- Problem description -
Render the entries below as a JSON list of strings, one string per line, leaving out blank lines.

- Listed records -
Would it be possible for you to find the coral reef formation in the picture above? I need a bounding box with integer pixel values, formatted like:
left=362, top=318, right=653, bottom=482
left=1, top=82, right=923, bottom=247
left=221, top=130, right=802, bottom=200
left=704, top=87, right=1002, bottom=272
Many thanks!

- Written answer -
[
  "Would it be possible for you to find the coral reef formation in the picture above? I need a bounding box with integer pixel values, formatted like:",
  "left=362, top=318, right=653, bottom=482",
  "left=1, top=82, right=923, bottom=247",
  "left=221, top=130, right=802, bottom=200",
  "left=704, top=87, right=1002, bottom=272",
  "Many thanks!"
]